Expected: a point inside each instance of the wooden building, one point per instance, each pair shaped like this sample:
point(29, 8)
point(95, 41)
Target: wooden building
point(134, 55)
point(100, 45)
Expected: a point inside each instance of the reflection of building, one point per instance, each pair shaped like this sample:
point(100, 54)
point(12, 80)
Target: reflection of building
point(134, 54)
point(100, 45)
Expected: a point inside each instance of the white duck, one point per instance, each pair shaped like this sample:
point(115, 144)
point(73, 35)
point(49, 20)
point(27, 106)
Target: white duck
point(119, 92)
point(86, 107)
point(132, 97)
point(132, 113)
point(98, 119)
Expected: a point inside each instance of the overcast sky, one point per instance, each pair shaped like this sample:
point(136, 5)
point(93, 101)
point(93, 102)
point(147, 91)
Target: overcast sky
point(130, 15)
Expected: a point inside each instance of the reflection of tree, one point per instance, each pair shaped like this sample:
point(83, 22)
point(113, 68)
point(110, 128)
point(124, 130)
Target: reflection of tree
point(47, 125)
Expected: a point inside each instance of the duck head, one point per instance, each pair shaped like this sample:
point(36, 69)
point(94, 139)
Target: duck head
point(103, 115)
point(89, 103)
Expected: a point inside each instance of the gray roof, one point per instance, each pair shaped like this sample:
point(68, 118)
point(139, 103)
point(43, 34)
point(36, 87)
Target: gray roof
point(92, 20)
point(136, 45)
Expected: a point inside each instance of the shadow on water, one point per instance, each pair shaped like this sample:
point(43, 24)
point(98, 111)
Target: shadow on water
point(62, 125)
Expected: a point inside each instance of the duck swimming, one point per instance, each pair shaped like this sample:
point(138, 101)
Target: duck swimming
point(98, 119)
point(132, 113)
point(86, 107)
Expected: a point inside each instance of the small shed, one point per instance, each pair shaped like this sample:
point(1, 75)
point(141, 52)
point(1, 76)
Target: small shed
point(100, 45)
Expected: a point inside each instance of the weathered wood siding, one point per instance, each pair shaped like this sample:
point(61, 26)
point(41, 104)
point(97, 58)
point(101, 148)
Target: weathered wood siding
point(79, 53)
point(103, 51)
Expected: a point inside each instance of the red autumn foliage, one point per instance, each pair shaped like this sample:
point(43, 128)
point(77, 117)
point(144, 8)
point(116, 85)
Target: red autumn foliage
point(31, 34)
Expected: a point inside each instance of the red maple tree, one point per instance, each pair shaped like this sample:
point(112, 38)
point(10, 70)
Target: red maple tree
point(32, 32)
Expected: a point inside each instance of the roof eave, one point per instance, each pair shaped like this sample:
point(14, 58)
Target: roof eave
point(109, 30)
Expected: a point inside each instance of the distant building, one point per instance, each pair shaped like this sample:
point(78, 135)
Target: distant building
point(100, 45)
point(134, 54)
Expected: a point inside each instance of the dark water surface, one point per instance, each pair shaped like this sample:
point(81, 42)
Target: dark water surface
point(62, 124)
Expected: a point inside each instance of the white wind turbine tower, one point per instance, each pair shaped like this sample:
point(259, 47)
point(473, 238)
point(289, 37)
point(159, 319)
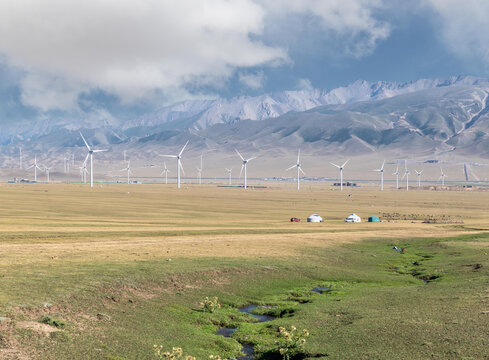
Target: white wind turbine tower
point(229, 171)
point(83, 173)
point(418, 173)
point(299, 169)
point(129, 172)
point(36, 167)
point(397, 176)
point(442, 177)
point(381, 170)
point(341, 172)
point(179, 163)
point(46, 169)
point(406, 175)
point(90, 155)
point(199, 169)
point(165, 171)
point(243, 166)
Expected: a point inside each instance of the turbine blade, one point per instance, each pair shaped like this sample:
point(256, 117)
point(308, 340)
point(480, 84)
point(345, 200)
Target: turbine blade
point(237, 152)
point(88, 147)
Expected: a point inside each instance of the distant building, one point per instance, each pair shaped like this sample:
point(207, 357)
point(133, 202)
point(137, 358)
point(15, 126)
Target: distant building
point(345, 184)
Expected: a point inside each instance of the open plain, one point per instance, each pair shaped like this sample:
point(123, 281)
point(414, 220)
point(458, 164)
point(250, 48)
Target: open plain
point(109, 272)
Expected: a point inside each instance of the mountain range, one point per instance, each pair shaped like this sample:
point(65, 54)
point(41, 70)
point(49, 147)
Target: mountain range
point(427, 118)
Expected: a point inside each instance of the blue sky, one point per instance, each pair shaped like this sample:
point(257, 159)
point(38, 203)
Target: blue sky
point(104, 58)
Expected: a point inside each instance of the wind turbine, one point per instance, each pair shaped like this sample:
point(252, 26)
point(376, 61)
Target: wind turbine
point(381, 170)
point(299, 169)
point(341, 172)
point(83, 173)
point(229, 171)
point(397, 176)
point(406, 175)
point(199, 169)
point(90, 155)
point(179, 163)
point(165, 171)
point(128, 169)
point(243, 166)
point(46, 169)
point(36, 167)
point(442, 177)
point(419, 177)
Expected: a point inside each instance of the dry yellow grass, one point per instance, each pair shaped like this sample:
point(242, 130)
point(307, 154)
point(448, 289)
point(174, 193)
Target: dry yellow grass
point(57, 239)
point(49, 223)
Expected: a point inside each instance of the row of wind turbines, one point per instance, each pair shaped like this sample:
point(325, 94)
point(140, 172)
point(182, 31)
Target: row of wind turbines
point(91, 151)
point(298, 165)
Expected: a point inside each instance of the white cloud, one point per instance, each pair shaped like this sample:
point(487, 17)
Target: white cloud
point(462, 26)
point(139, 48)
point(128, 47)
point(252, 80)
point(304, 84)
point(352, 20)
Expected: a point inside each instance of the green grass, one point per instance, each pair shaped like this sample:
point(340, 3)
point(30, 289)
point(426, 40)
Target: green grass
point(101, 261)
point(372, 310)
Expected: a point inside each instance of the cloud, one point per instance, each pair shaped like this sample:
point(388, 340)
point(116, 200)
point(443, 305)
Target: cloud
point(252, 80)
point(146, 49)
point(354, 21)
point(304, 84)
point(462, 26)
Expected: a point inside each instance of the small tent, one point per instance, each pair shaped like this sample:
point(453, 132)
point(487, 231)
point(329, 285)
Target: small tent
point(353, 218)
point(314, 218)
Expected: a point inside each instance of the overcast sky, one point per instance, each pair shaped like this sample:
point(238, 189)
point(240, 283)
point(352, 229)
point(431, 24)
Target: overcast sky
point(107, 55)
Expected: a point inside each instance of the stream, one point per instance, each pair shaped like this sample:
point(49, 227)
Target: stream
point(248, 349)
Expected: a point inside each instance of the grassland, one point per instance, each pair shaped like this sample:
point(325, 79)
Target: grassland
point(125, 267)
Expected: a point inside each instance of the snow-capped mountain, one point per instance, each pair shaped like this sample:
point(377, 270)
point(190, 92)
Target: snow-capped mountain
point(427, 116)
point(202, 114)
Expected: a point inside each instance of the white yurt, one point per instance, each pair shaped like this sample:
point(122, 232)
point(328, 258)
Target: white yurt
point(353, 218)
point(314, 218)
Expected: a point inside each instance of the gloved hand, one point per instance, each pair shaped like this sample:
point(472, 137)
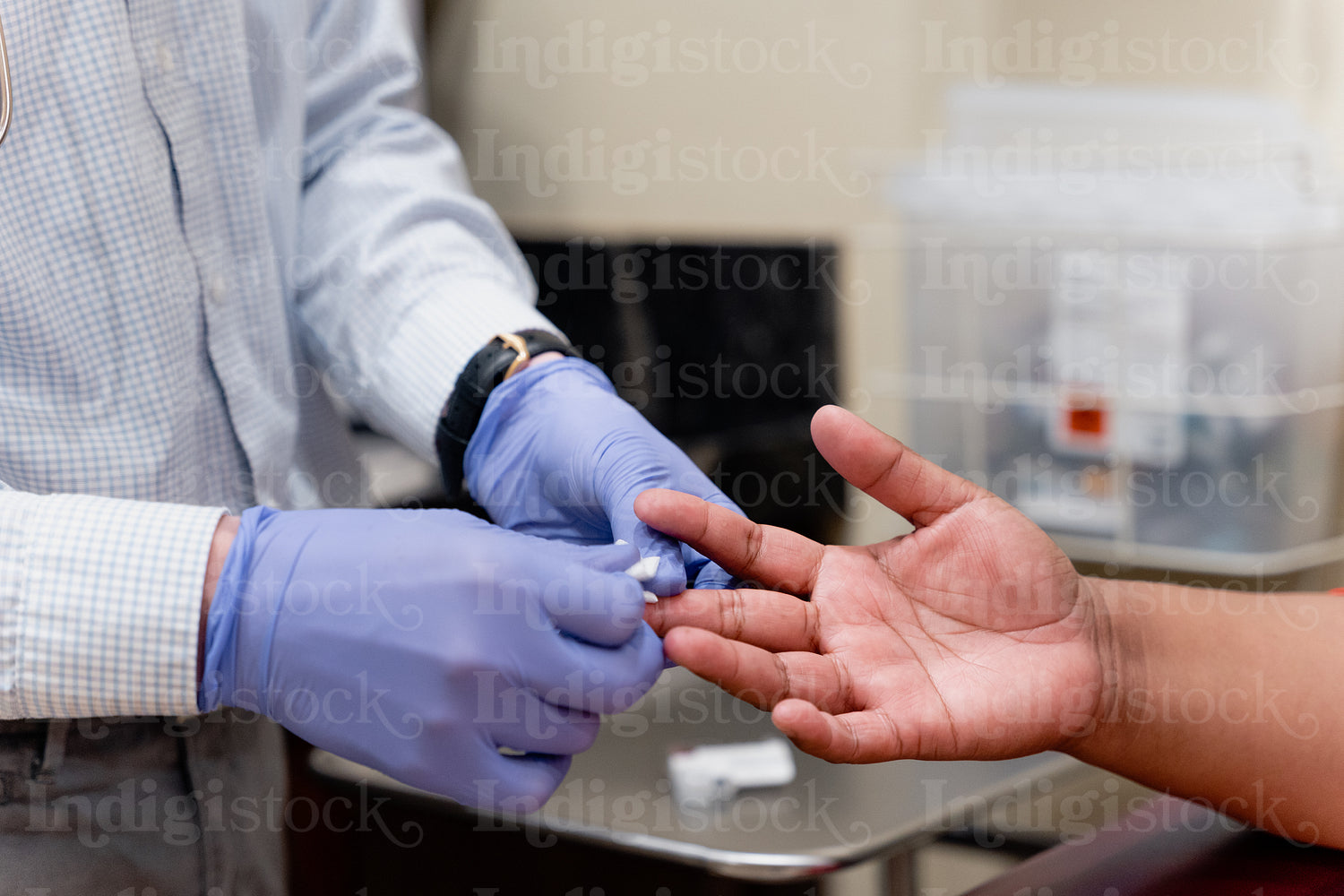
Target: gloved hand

+ + +

#### [What the exercise asks]
All preceding records should be duplicated verbatim, images excepted.

#### [Finished exercise]
Expected: a point inside each instance of the wooden building, one point per instance, each pair shaped like this sample:
point(29, 8)
point(95, 41)
Target: wooden building
point(134, 55)
point(100, 45)
Expected: a point inside each instance of the reflection of building, one point per instance, each pair shaped like this sample:
point(100, 54)
point(12, 80)
Target: reflection of building
point(134, 54)
point(100, 45)
Expected: a point inside each instance of the white duck, one point per instance, each pair shaped like this sample:
point(115, 144)
point(73, 35)
point(49, 20)
point(27, 106)
Target: white duck
point(119, 92)
point(86, 107)
point(132, 97)
point(132, 113)
point(98, 119)
Expected: a point inside each instance of the overcast sky, one point per instance, each pair shaped like this sample:
point(136, 5)
point(93, 101)
point(93, 102)
point(147, 91)
Target: overcast sky
point(130, 15)
Expected: a point inside each instance of the reflection of tree, one point per instance, each pair shaped like this sample:
point(83, 22)
point(113, 68)
point(110, 128)
point(124, 130)
Target: reflection of tree
point(47, 125)
Expected: a point inside each instance of the duck head, one point per instance, each pair shaped like this sample:
point(36, 69)
point(94, 139)
Target: duck head
point(103, 115)
point(89, 103)
Expected: a point inside each instance of the gray roof, one point per instance, each pair shaped like this sample:
point(68, 118)
point(139, 103)
point(43, 34)
point(36, 87)
Target: gray roof
point(92, 20)
point(136, 45)
Expected: a point inside each instance of the shadow on water, one point per instance, each pair shaped like this sample:
point(43, 24)
point(98, 111)
Target: shadow on water
point(62, 125)
Expected: a point inside each instance of the duck swimming, one point per instance, each pair shaped like this sample:
point(138, 101)
Target: duck swimming
point(98, 119)
point(132, 113)
point(86, 107)
Expected: a point inside each instance of the small shed, one point per instance, each pair shaped like this sample:
point(1, 75)
point(141, 52)
point(1, 76)
Target: small shed
point(100, 45)
Expected: a point inside each instance of the weathered wood siding, one point per instance, each pair shaped like this sample:
point(61, 26)
point(41, 104)
point(97, 58)
point(101, 148)
Target: weathered wood siding
point(79, 53)
point(103, 51)
Expected: a point inside each instance of the red autumn foliage, one point per instance, each pair shaped like this sample:
point(43, 128)
point(77, 117)
point(144, 8)
point(116, 85)
Target: red autumn foliage
point(31, 34)
Expected: a point inside each instance of the red maple tree, one point per instance, each pair shaped like this sample:
point(112, 38)
point(10, 70)
Target: red maple tree
point(32, 32)
Expected: a point inside each instance of the roof eave, one point per instance, each pair shaped like this sample:
point(14, 58)
Target: roof eave
point(109, 30)
Expected: a point inside each instance of the distant building, one point per instance, each pair shaped like this sample:
point(78, 135)
Target: distant building
point(100, 45)
point(134, 54)
Expected: a point inside each instance of the dark water surface, one point per instance, each pair shaped like this sample:
point(81, 42)
Target: dark water surface
point(62, 124)
Expected: a point inside each instance of the white wind turbine tower, one point per instance, each pair shaped like this sample:
point(259, 47)
point(473, 238)
point(289, 37)
point(159, 319)
Target: white wind turbine tower
point(229, 171)
point(83, 173)
point(418, 173)
point(299, 169)
point(129, 172)
point(36, 167)
point(397, 176)
point(442, 177)
point(381, 170)
point(341, 172)
point(179, 163)
point(46, 169)
point(406, 175)
point(90, 155)
point(199, 169)
point(165, 171)
point(243, 166)
Expected: a point inside each instance of the turbine blade, one point per instance, each pair shaped like this sample:
point(256, 117)
point(308, 340)
point(480, 84)
point(345, 200)
Target: turbine blade
point(237, 152)
point(88, 147)
Expected: a point inside each instance of the distant building, one point per instance, each pair shaped like this sample:
point(207, 357)
point(133, 202)
point(137, 358)
point(15, 126)
Target: distant building
point(345, 184)
Expected: a point inside each instance of the open plain, one point per instance, each pair shaped like this sample:
point(123, 281)
point(414, 220)
point(458, 164)
point(250, 48)
Target: open plain
point(109, 272)
Expected: a point inside each instance of the mountain range, one point per instance, each pair shaped like this sample:
point(65, 54)
point(41, 70)
point(49, 147)
Target: mountain range
point(427, 118)
Expected: a point inside each instance of the blue sky, one point per instance, each pair shaped like this sample:
point(257, 159)
point(38, 203)
Target: blue sky
point(104, 58)
Expected: a point inside each instance of the wind turbine, one point per instance, each pair shaped like this sample:
point(252, 26)
point(376, 61)
Target: wind turbine
point(381, 170)
point(299, 169)
point(341, 172)
point(83, 173)
point(229, 171)
point(397, 176)
point(406, 175)
point(199, 169)
point(90, 155)
point(179, 163)
point(165, 171)
point(128, 169)
point(243, 166)
point(46, 169)
point(36, 167)
point(442, 177)
point(419, 177)
Expected: a point inside each instance of the dry yellow grass, one point per instance, each pair shaped like this sample:
point(242, 130)
point(307, 154)
point(448, 289)
point(174, 193)
Target: dry yellow grass
point(57, 239)
point(49, 223)
Expected: a point inside each instance of the row of wind turbines, one point per instance, each pair shaped like this sample:
point(325, 94)
point(140, 172)
point(182, 31)
Target: row of wind turbines
point(91, 151)
point(298, 165)
Expected: a point inside each instance of the white cloud, one point per instance, each pair shaped like this sample:
point(487, 17)
Target: white cloud
point(462, 26)
point(139, 48)
point(128, 47)
point(252, 80)
point(304, 84)
point(352, 20)
Expected: a point inside each instance of the green grass, one point per instance, each pair shaped like this sample:
point(340, 3)
point(30, 289)
point(426, 40)
Target: green grass
point(101, 261)
point(372, 310)
Expected: a point inside each instance of the cloud, one point per instance, each pair shaped like this sample:
point(388, 340)
point(116, 200)
point(443, 305)
Target: cloud
point(252, 80)
point(146, 49)
point(354, 21)
point(304, 84)
point(462, 26)
Expected: a point inside each instance of the small tent, one point per instance, each pair shaped like this sample:
point(453, 132)
point(487, 231)
point(329, 285)
Target: small tent
point(353, 218)
point(314, 218)
Expected: a point inside each instance of the overcast sky, one point per instance, each pair shaped like this sample:
point(238, 189)
point(240, 283)
point(352, 229)
point(431, 24)
Target: overcast sky
point(107, 55)
Expected: a point inside each instance of the stream, one point per instance, each pair shaped like this sample:
point(49, 227)
Target: stream
point(248, 349)
Expected: a point inside each instance of the grassland, one point per instance, each pair shaped like this sample:
point(325, 79)
Target: grassland
point(125, 267)
Expected: a point inside each instance of the snow-capped mountain, one point per instance, each pair shaped like this sample:
point(377, 270)
point(190, 92)
Target: snow-capped mountain
point(427, 116)
point(202, 114)
Expected: a point inside each instance of the white yurt, one point per instance, each pair shaped like this sample:
point(122, 232)
point(328, 258)
Target: white yurt
point(353, 218)
point(314, 218)
Expected: a point inside each instance of the gloved hand, one point per instance, each pair shaped like this sample:
point(472, 137)
Target: gloved hand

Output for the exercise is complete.